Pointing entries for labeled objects

┄┄┄┄┄┄┄┄┄┄

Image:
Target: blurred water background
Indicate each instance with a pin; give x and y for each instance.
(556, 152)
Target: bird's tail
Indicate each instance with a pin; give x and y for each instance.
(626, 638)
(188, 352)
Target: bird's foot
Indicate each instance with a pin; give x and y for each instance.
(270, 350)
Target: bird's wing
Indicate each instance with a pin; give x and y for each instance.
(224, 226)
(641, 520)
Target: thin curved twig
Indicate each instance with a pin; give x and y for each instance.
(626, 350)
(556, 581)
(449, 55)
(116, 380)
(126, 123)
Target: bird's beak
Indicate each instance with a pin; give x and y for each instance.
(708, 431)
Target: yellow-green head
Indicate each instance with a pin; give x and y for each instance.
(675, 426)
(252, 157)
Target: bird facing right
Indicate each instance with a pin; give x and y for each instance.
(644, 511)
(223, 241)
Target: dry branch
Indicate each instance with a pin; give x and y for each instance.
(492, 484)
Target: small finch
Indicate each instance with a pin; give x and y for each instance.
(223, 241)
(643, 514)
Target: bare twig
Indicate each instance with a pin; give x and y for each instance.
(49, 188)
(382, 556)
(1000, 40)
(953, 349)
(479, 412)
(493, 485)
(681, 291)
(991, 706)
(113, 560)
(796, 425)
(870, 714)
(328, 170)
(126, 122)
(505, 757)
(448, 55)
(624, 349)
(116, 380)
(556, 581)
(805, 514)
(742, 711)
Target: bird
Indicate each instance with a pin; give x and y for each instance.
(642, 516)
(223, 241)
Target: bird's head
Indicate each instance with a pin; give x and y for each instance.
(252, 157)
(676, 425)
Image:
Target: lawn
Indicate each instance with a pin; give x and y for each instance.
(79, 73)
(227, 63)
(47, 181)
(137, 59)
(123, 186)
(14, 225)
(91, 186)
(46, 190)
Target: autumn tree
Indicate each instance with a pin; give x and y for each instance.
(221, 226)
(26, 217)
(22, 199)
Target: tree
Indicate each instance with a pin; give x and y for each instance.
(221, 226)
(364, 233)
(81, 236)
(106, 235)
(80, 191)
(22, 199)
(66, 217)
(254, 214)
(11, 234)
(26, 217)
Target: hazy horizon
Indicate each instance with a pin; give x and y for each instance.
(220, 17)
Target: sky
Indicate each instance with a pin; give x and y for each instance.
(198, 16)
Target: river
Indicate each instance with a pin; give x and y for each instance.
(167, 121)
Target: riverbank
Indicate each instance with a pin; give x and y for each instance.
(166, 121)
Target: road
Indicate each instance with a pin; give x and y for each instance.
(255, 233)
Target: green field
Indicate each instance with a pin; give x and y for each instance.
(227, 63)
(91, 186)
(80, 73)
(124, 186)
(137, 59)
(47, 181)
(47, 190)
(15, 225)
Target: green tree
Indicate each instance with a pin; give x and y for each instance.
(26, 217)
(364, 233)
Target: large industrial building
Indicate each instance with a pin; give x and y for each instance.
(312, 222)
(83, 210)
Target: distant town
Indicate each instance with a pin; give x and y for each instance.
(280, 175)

┄┄┄┄┄┄┄┄┄┄

Given instruction: Reproduce all of the rows above verbatim, changing nothing.

Response to this exercise:
Image:
Target: blurred water background
Indicate each instance with a pin; give x and y for each instance.
(556, 152)
Target: bird's tail
Indicate each instance with a pin; give x and y for each instance.
(626, 638)
(188, 352)
Target: bird's foot
Indicate each instance with a pin; give x and y for each instance.
(270, 350)
Target: bird's wing
Indicate each instance with a pin; give x and y for each instance.
(224, 226)
(641, 520)
Target: thin curved twig
Indicate each instance with a pin; give x and y for each instance.
(626, 350)
(556, 581)
(449, 55)
(116, 380)
(126, 123)
Target: bird's beak
Indicate each instance with a pin; give x and y for each instance.
(708, 431)
Target: yellow-green head
Indicate each instance with a pin; give x and y for each instance.
(675, 426)
(252, 157)
Target: bird facing right
Indicate each instance with a pin; give x and y for each instance.
(644, 511)
(223, 241)
Target: dry branch
Indicate each instance with a pin; give x and y for each instance.
(492, 484)
Target: small finch
Indicate each instance with a pin; give x and y for each instance.
(223, 241)
(643, 514)
Target: bare twig
Indicate each instance with a pin; give x and y for each instance.
(49, 188)
(382, 556)
(1000, 40)
(953, 349)
(479, 412)
(493, 485)
(681, 291)
(991, 706)
(113, 560)
(796, 425)
(870, 714)
(328, 170)
(126, 122)
(505, 757)
(448, 55)
(624, 349)
(116, 380)
(556, 581)
(805, 514)
(742, 711)
Target: bird
Indicate each instance with a pin; give x and y for each instance.
(642, 516)
(223, 241)
Target: bird's head
Indicate each instance with a pin; give x and y for each instance.
(252, 157)
(676, 425)
Image:
Target: lawn
Indicate each instance with a pin; give x and y for each instance.
(79, 73)
(227, 63)
(47, 181)
(137, 59)
(123, 186)
(14, 225)
(91, 186)
(46, 190)
Target: autumn tree
Indicate each instance with a pin; give x and y for each instance.
(221, 226)
(26, 217)
(22, 199)
Target: tree
Indicate each instance with a pin; give x and y for each instance.
(221, 226)
(364, 233)
(81, 236)
(106, 235)
(80, 191)
(22, 199)
(66, 217)
(254, 214)
(11, 234)
(26, 217)
Target: hazy horizon
Indicate each instance with a pin; give x and y for each instance.
(220, 17)
Target: sky
Indicate each instance with a pin; give x and y for each instance.
(198, 16)
Target: river
Indicate each instance with a pin; give x and y for each instance.
(167, 121)
Target: riverbank
Indicate each instance with a pin; give x and y for each instance.
(166, 121)
Target: road
Indicate each instance with a pin; give x and y for each instance.
(255, 233)
Target: green field
Indicate each instance with a pin; give x and y for each instance.
(227, 63)
(91, 186)
(80, 73)
(124, 186)
(137, 59)
(47, 181)
(47, 190)
(15, 225)
Target: green tree
Indicate each instance with a pin; give x and y for each instance.
(26, 217)
(364, 233)
Target: large industrial building
Indicate each instance with a pin; give x and y for each instance.
(312, 222)
(83, 210)
Target: distant town
Indicate each instance with a pin; give x and y for each instance.
(280, 175)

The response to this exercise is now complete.